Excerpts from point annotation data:
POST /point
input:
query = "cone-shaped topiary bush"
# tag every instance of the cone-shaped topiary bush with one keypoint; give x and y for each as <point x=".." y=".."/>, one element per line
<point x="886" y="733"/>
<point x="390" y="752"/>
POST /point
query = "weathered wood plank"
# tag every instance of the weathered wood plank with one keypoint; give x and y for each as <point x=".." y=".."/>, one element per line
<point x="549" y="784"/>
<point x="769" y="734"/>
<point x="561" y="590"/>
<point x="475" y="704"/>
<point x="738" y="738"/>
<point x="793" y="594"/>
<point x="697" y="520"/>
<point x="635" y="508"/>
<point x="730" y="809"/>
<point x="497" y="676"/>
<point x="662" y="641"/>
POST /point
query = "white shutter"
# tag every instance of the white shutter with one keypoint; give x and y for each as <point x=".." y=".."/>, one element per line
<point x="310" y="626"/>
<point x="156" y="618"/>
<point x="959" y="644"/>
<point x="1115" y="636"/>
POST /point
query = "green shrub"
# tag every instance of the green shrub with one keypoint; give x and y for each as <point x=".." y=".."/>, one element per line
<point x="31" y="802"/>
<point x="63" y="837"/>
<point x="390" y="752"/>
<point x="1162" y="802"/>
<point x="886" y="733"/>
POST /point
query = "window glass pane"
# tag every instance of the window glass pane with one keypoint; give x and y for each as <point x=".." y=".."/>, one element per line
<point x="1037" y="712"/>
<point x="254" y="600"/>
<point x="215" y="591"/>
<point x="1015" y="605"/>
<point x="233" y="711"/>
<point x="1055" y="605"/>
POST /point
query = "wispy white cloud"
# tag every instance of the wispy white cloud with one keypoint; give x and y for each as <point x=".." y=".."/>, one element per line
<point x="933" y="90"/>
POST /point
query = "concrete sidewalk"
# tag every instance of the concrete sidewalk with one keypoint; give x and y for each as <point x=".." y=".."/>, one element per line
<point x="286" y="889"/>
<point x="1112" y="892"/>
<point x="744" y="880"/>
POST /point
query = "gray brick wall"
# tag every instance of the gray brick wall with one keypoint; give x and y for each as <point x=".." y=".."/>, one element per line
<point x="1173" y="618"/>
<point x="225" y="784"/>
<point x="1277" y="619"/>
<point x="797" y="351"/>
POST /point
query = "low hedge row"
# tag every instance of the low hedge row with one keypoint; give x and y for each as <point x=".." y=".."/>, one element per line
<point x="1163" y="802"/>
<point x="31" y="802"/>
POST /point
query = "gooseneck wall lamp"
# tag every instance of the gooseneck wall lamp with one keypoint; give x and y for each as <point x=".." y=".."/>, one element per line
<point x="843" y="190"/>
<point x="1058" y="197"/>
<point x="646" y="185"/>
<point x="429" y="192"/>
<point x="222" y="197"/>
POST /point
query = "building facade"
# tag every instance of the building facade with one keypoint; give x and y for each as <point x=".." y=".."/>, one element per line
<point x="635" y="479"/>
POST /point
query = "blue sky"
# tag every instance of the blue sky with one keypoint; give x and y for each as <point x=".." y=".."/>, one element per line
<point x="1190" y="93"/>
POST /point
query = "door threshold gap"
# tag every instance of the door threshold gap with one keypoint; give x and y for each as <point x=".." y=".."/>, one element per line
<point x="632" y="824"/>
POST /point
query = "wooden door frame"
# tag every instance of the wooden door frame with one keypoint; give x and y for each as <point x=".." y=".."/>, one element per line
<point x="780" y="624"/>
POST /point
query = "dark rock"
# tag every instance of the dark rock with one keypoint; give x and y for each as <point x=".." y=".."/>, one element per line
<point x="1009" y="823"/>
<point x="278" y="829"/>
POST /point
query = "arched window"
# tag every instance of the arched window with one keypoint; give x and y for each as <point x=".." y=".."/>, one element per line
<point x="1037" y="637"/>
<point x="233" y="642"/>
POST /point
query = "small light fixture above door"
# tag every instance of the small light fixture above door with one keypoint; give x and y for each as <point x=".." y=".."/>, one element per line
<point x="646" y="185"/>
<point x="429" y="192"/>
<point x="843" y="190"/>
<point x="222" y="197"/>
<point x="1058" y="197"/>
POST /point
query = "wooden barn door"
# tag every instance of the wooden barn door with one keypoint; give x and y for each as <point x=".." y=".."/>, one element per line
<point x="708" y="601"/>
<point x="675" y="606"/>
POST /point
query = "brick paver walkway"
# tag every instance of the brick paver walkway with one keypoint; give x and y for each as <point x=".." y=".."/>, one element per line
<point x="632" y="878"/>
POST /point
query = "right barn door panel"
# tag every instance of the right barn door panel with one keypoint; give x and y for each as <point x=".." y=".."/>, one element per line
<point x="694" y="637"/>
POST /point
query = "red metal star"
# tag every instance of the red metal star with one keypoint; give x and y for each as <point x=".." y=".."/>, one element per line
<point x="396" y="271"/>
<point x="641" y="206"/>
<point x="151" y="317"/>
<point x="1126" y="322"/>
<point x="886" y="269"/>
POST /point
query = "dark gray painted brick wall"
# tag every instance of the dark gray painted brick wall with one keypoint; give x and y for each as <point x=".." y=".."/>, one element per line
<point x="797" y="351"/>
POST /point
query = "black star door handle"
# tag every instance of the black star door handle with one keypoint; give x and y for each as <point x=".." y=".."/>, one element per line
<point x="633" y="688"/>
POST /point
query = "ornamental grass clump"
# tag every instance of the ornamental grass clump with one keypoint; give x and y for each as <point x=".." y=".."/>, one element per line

*SET TASK*: Every entry should be printed again exactly as written.

*TASK SOLUTION*:
POST /point
input:
query = "cone-shaped topiary bush"
# tag every instance of the cone-shaped topiary bush with one keypoint; give x and y for each as <point x=".." y=".."/>, one element per line
<point x="886" y="733"/>
<point x="390" y="752"/>
POST /point
query = "weathered wood plank"
# tag every instance of the weathered wood plank with one keypoint; give x and y for each as <point x=".." y=".."/>, one element per line
<point x="549" y="784"/>
<point x="769" y="734"/>
<point x="561" y="590"/>
<point x="475" y="704"/>
<point x="738" y="738"/>
<point x="793" y="594"/>
<point x="697" y="520"/>
<point x="635" y="508"/>
<point x="730" y="809"/>
<point x="497" y="676"/>
<point x="662" y="641"/>
POST /point
query = "white shutter"
# tag every instance of the white shutter with one keypoint; give x and y for each as <point x=".." y=".."/>, one element per line
<point x="310" y="626"/>
<point x="156" y="618"/>
<point x="959" y="644"/>
<point x="1115" y="636"/>
POST /point
query = "green shrub"
# tag every instance of the green shrub with one keypoint; give x and y for each as <point x=".." y=".."/>, one element per line
<point x="31" y="802"/>
<point x="63" y="837"/>
<point x="390" y="752"/>
<point x="1162" y="802"/>
<point x="886" y="733"/>
POST /point
query = "window glass pane"
# tag every instance of the window glass pane with one keypoint; give x and y for each as <point x=".." y=".."/>, one element per line
<point x="1037" y="712"/>
<point x="254" y="600"/>
<point x="215" y="591"/>
<point x="1015" y="605"/>
<point x="233" y="711"/>
<point x="1055" y="605"/>
POST /point
query = "wispy white cloud"
# tag every instance of the wispy white cloud with one keypoint; give x and y for each as <point x=".." y=".."/>, one element per line
<point x="933" y="90"/>
POST /point
query = "concrete sidewalk"
# tag every instance of the concrete sidewalk with one keypoint; give x and y for each as <point x=".." y=".."/>, one element per line
<point x="286" y="889"/>
<point x="1112" y="892"/>
<point x="744" y="880"/>
POST /point
query = "gray brick wall"
# tag every instance of the gray brick wall with one keypoint; give x and y for each as <point x=".." y=".."/>, one element per line
<point x="1173" y="618"/>
<point x="225" y="784"/>
<point x="1277" y="619"/>
<point x="797" y="351"/>
POST /point
query = "low hedge row"
# tag every instance of the low hedge row with one keypoint; give x and y for each as <point x=".." y=".."/>, one element per line
<point x="1163" y="802"/>
<point x="31" y="802"/>
POST /point
query = "gooseneck wall lamp"
# tag every instance of the gooseneck wall lamp with one keypoint; give x and y for each as <point x=".." y=".."/>, one element per line
<point x="843" y="190"/>
<point x="1058" y="197"/>
<point x="646" y="185"/>
<point x="429" y="192"/>
<point x="222" y="197"/>
POST /point
query = "building facade"
# tag every instance of the building facade with one keypoint; give x and y for each as <point x=".." y=".."/>, one element per line
<point x="635" y="479"/>
POST /point
query = "blue sky"
# tag every instance of the blue sky with one keypoint; give x and y for each as <point x=".." y=".."/>, one element per line
<point x="1190" y="93"/>
POST /point
query = "door threshold gap"
# tag every instance of the door threshold gap with one keypoint; give x and y for each as <point x=".." y=".."/>, one element per line
<point x="632" y="824"/>
POST /point
query = "wooden door frame"
# tag every instance of the wooden door frame with one keypoint; give x and y for each as <point x=".." y=".."/>, one element per line
<point x="780" y="624"/>
POST /point
query = "dark rock"
# tag every instance of the dark rock with one keypoint; give x and y for each as <point x=".." y=".."/>, one element per line
<point x="1009" y="823"/>
<point x="278" y="829"/>
POST /point
query = "arched window"
# tag every instance of the arched window with one keypoint; give x and y for each as <point x=".." y=".."/>, one element per line
<point x="1037" y="637"/>
<point x="233" y="642"/>
POST /point
query = "small light fixture above door"
# tag every instance of the small light fixture above door with one keypoint; give x and y for each as <point x=".." y=".."/>, one element per line
<point x="646" y="185"/>
<point x="429" y="192"/>
<point x="843" y="190"/>
<point x="222" y="197"/>
<point x="1058" y="197"/>
POST /point
query = "wooden barn door"
# tag every instance of the wooden barn door with one keypoint; give x and y for each as <point x=".." y=".."/>, one element per line
<point x="708" y="601"/>
<point x="675" y="606"/>
POST /point
query = "brick paver walkway"
# tag every instance of the brick paver walkway with one keypoint; give x and y for each as <point x=".." y=".."/>, one element per line
<point x="632" y="878"/>
POST /point
query = "right barn door panel"
# tag every instance of the right barn door panel with one keypoint; give x and y for each as <point x=".." y=".."/>, one element per line
<point x="694" y="637"/>
POST /point
query = "red metal star"
# tag every instance of the red metal star with one keypoint; give x and y for each as <point x=".." y=".."/>, one element per line
<point x="396" y="271"/>
<point x="641" y="206"/>
<point x="151" y="317"/>
<point x="1126" y="322"/>
<point x="886" y="269"/>
POST /point
query = "dark gray painted brick wall"
# tag every instance of the dark gray painted brick wall with one keypoint; give x and y for each as <point x=".." y=".."/>, one element per line
<point x="797" y="351"/>
POST /point
query = "black star door handle"
# tag every instance of the black star door handle with one keypoint; give x and y for each as <point x=".." y=".."/>, one element per line
<point x="633" y="688"/>
POST /point
query = "ornamental grass clump"
# tag every instance of the ornamental grass clump with one keypoint; give x and y for each as <point x=".." y=".."/>, one element per line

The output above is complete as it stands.